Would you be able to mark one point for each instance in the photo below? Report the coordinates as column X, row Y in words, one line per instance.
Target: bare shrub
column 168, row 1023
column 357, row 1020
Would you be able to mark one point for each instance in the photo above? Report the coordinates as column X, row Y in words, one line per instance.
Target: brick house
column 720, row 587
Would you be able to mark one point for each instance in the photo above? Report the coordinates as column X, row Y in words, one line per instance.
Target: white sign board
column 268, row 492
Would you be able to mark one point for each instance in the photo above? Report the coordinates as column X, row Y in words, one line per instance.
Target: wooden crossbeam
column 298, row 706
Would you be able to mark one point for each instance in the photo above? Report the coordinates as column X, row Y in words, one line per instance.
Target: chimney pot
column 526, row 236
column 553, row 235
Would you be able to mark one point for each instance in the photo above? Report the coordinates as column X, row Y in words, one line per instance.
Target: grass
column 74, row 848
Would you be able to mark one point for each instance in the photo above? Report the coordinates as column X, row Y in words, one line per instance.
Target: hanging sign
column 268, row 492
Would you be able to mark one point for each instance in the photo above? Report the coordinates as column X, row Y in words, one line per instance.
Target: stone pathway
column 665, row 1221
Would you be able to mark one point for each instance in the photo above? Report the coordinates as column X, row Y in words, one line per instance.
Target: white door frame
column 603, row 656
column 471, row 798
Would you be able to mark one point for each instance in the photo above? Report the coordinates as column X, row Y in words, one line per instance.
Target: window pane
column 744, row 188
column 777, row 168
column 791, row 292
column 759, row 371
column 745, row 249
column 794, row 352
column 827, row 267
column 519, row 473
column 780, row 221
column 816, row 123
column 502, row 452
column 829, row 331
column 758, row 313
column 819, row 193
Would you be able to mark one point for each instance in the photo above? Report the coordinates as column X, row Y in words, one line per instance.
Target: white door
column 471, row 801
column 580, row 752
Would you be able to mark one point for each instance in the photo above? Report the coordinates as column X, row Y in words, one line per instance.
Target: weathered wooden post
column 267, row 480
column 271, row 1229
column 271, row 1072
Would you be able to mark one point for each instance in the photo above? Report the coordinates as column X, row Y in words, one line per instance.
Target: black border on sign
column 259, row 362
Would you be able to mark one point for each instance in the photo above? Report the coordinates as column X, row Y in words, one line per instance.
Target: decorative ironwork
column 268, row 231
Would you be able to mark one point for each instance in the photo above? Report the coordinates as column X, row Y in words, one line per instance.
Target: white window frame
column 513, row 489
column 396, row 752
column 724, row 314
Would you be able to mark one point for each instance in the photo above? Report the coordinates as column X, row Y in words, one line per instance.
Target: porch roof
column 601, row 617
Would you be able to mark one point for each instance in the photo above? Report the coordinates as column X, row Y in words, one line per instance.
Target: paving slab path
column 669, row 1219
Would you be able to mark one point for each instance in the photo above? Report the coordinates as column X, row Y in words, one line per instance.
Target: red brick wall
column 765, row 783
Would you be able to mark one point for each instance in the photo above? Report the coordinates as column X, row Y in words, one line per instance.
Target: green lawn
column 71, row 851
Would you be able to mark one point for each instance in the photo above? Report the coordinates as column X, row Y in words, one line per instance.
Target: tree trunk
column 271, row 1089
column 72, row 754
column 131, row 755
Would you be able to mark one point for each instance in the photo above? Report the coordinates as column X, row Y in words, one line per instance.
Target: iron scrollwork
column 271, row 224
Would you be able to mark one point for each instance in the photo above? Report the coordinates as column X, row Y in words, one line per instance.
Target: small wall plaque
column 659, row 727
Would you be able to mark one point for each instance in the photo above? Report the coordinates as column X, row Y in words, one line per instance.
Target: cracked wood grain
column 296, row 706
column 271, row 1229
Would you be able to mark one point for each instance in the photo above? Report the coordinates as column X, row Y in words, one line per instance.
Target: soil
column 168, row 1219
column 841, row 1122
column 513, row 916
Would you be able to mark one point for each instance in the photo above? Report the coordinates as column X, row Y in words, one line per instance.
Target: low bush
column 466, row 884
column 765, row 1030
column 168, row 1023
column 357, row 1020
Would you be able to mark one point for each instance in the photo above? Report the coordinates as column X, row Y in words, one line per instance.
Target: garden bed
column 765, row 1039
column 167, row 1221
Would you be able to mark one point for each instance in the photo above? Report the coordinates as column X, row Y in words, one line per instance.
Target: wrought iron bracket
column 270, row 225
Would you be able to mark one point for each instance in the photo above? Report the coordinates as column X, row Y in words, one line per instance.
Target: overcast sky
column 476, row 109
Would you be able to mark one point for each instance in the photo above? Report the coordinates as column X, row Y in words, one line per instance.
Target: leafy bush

- _Problem details_: The answer must be a word-for-word restatement of the records.

- _Finished exercise_:
Would you be able to mark one point for each instance in the photo below? Report the coordinates as column X, row Y in words, one line per instance.
Target: bare shrub
column 168, row 1023
column 357, row 1020
Would you be able to mark one point for each instance in the photo above? Report the coordinates as column X, row Y in words, one line per instance.
Target: brick house
column 720, row 587
Would you be able to mark one point for each instance in the photo above? Report the coordinates as column X, row Y in words, one line per instance.
Target: white sign board
column 268, row 492
Would you be able to mark one point for each instance in the photo above? Report the coordinates as column X, row Y in words, one line per instance.
Target: wooden crossbeam
column 298, row 706
Would you be able to mark one point for each instance in the photo above? Report the coordinates as column X, row Y in words, one line per instance.
Target: chimney pot
column 526, row 236
column 553, row 235
Would you be able to mark one point for each instance in the photo above? Report the coordinates as column X, row Y in words, one line per instance.
Target: grass
column 74, row 848
Would you be able to mark one point for each instance in the photo above? Report the coordinates as column X, row Y in words, one line per instance.
Target: hanging sign
column 268, row 492
Would you be able to mark one point for each instance in the photo above? Report the coordinates as column X, row Y in words, one line per instance.
Target: stone pathway
column 665, row 1221
Would you be able to mark one point for each instance in the photo above? Report the coordinates as column X, row Y in words, one line per instance.
Target: white door frame
column 603, row 656
column 471, row 798
Would you be able to mark one point for each instance in the photo above? Report the coordinates as column X, row Y in words, one line per instance.
Target: window pane
column 744, row 188
column 777, row 168
column 791, row 292
column 759, row 371
column 745, row 249
column 794, row 352
column 827, row 267
column 519, row 473
column 780, row 221
column 816, row 123
column 502, row 452
column 829, row 331
column 758, row 313
column 819, row 193
Would you be able to mark one point for each instance in the photo above? Report the coordinates as column X, row Y in words, one line per instance.
Target: white door
column 471, row 801
column 580, row 752
Would you be able to mark one point for each instance in the photo above? Report the coordinates as column X, row Y in words, one line per instance.
Target: weathered wooden post
column 267, row 480
column 271, row 1229
column 271, row 1072
Would you be able to mark one point for each instance in the photo above? Report the coordinates as column X, row Y in words, one line per instance.
Target: black border on sign
column 259, row 362
Would you be able to mark one point for each instance in the photo above? Report the coordinates as column X, row Y in words, one line per instance.
Target: decorative ironwork
column 268, row 231
Would you be able to mark one point for each instance in the photo above? Report the coordinates as column X, row Y in words, one line per instance.
Target: white window frame
column 513, row 489
column 396, row 752
column 724, row 314
Would you be able to mark one point for each instance in the photo above? Report the coordinates as column X, row Y in words, one line per instance.
Target: porch roof
column 601, row 617
Would you be able to mark one point for each instance in the photo above? Report the coordinates as column X, row Y in words, one line per instance.
Target: paving slab path
column 669, row 1219
Would you be able to mark one point for each instance in the photo above? Report the coordinates as column X, row Y in words, one line per instance.
Target: red brick wall
column 765, row 783
Would you be able to mark one point for each instance in the photo above? Report the coordinates as column X, row Y in words, one line per instance.
Target: green lawn
column 71, row 851
Would you be able to mark one point for each instance in the photo above? Report the coordinates as column X, row Y in words, one line per instance.
Target: tree trunk
column 271, row 1089
column 72, row 754
column 131, row 755
Would you be able to mark one point for each instance in the photo above? Report the coordinates as column X, row Y in words, one line per instance.
Target: iron scrollwork
column 271, row 224
Would you be able to mark one point for each instance in the photo above? Report the coordinates as column X, row Y in words, one line per instance.
Target: small wall plaque
column 659, row 727
Would you be able to mark one point for each instance in the photo above? Report the coordinates as column X, row Y in words, one line per instance.
Target: cracked wood grain
column 296, row 706
column 271, row 1229
Would you be able to mark one point for each instance in the photo above? Report the coordinates as column X, row Y in words, one line per instance.
Target: soil
column 168, row 1219
column 841, row 1122
column 513, row 916
Would you be able to mark one point for each instance in the photo above? Report the coordinates as column X, row Y in words, one line per instance.
Target: low bush
column 466, row 884
column 765, row 1030
column 168, row 1023
column 357, row 1020
Would you be able to mark one point for each instance in the photo above? Report the coordinates as column X, row Y in words, one line per instance.
Target: garden bed
column 765, row 1039
column 167, row 1221
Would you be able to mark one point for each instance in the photo above? Report the coordinates as column X, row Y in words, one line per instance.
Target: wrought iron bracket
column 270, row 225
Would you be able to mark one point for each instance in the photo above? Report the coordinates as column X, row Y in words, one line per instance.
Target: overcast sky
column 476, row 109
Would you be able to mark one point for each instance in the photo above? Report the coordinates as column X, row Y in words, one line per instance.
Target: leafy bush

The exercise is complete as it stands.